If a line in the data contains "dark", copy it out.

+++ EXCERPTED RECORDS +++

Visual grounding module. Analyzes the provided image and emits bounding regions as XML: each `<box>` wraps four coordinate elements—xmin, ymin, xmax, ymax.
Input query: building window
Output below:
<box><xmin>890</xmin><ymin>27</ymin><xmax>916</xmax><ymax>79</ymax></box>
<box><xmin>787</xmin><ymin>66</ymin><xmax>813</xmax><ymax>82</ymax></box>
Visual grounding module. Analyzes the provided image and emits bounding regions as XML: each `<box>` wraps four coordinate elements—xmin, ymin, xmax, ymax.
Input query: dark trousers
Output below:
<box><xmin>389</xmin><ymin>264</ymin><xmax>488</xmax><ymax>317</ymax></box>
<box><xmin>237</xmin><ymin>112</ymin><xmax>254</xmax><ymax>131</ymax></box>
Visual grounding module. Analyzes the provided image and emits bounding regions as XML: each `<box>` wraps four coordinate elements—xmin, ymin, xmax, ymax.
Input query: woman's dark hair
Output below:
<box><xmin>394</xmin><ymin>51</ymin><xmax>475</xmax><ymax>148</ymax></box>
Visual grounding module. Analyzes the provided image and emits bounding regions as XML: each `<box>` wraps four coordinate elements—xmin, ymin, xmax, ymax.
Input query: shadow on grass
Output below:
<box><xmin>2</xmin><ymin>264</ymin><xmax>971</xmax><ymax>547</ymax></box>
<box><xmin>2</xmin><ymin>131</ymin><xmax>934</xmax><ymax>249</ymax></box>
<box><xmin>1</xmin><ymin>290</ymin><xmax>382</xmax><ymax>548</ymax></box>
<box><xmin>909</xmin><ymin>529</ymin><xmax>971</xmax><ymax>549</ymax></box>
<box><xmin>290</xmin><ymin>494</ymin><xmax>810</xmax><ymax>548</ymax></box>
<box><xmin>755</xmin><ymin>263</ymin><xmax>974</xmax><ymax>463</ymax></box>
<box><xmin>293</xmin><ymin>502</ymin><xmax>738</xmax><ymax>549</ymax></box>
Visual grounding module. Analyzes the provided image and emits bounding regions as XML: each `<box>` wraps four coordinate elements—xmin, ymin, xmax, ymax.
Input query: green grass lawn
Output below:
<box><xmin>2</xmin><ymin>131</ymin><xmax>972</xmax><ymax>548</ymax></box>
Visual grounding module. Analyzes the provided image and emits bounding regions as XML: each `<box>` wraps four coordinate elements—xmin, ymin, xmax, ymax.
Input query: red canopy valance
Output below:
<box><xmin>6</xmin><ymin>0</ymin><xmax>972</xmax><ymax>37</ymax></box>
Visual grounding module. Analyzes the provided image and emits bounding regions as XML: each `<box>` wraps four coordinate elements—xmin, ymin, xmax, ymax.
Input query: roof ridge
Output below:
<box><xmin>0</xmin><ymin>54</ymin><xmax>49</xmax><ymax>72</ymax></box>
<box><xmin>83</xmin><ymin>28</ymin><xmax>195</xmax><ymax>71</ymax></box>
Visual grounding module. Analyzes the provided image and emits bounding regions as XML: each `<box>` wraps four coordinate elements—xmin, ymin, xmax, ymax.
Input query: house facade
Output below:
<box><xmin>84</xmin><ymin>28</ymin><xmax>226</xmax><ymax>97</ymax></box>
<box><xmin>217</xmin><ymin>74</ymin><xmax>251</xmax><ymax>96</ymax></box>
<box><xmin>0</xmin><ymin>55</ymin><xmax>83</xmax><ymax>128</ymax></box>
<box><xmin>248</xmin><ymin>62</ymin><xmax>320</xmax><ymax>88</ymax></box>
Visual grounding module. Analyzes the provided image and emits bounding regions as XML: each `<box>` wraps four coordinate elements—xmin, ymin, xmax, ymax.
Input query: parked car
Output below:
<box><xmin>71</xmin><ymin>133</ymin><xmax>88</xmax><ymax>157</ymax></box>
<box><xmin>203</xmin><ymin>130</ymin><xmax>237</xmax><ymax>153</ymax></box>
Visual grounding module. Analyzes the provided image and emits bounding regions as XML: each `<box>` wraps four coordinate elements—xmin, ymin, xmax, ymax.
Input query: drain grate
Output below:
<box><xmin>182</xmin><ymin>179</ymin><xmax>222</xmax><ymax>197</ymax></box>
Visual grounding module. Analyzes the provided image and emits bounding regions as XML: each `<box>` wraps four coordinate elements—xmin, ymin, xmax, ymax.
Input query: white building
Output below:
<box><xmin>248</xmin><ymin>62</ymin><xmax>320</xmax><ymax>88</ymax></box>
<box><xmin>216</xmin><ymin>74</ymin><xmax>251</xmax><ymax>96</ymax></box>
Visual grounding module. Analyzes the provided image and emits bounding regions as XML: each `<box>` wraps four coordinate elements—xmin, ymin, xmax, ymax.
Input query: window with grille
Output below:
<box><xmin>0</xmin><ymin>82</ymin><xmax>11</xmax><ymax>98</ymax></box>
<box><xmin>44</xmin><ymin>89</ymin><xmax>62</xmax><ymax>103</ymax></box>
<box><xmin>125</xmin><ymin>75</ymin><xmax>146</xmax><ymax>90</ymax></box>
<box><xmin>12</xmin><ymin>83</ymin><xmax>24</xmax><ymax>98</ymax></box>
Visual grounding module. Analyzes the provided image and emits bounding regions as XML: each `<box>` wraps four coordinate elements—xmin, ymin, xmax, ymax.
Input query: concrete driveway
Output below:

+++

• _ANSWER FOR THE TASK_
Input query: dark trousers
Input query: woman's dark hair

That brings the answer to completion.